--- BEGIN Passage ---

THIS POST IS ABOUT A CHRISTIAN THEISTIC CRITIQUE OF THE…

THIS POST IS ABOUT A CHRISTIAN THEISTIC CRITIQUE OF THE KALAAM COSMOLOGICAL ARGUMENT

Some atheists believe the following, namely that the argument below contains 1.) the composition fallacy or 2.) the fallacy of special pleading, and subsequently the argument is invalid, particularly be any argument which contains any informal fallacy is invalid. However i do not believe that this is really the case, particularly because it is contrary to reality. Hence their belief does not correspond to reality. However the truth does not grounds of the correspondence theory of truth. And subsequently that belief not true. It is either that a belief is true or false on grounds of the law of excluded middle. Therefore their belief is false.

It is important to note the following though, namely that this does not imply that the Kalaam cosmological argument is necessarily valid.

In fact, or to be brutally honest, it isn’t. Which is why the argument needs to modified.

But why is the Kalaam cosmological argument not informally valid? Bear in mind that the argument is formally valid because its structure is valid.

Now, here’s why:

The argument below or the Kalaam cosmological argument is informally invalid because 1.) it contains the equivocation fallacy and because 2.) it violates the law of identity and the law of non contradiction.

I’ll demonstrate this now.

But first let me put the argument in the image below in this post.

The argument is as follows:

1.) Whatever begins to exist as a cause.

2.) The universe began to exist.

Therefore 3.) the universe has a cause.

Now, consider my critique.

1.) The argument above argument or the Kalaam cosmological argument contains the use of the concept of universe inconsistently because the concept of universe in premise 2 is distinct from the concept of universe in premise or because the concept of universe in premise 2 is not about all of space, time, energy, matter, or the totality of everything that exists or about the universe as we know it, but about the very early universe, and because premise 3 is about the universe as we know it. [Bearing in mind that the thing that came into being, and then developed into the totality that we perceive as the universe as we know it now was not complete or it did not resemble the universe as we know it.]

2.) If an argument contains premises that are about the inconsistent use of one concept, or if an argument contains premises that can be perceived as the attribution of one concept to two ontologically distinct things, then the argument contains the equivocation fallacy, particularly because, this is, by definition, what the equivocation fallacy is.

--- END Passage ---
--- BEGIN Extracted material ---

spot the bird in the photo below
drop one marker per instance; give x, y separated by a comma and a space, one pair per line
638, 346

--- END Extracted material ---
--- BEGIN Extracted material ---

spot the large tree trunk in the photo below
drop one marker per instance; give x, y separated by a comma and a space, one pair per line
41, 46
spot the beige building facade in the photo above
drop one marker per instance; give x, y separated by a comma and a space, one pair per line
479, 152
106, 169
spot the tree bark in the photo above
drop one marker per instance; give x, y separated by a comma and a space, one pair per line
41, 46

--- END Extracted material ---

Recast the paragraph of the post that begins "The argument below or the Kalaam" as a brief list of its claims. The lines have no role in this exercise.

- The Kalaam cosmological argument is informally invalid.
- Reason 1: it contains the equivocation fallacy.
- Reason 2: it violates the law of identity and the law of non contradiction.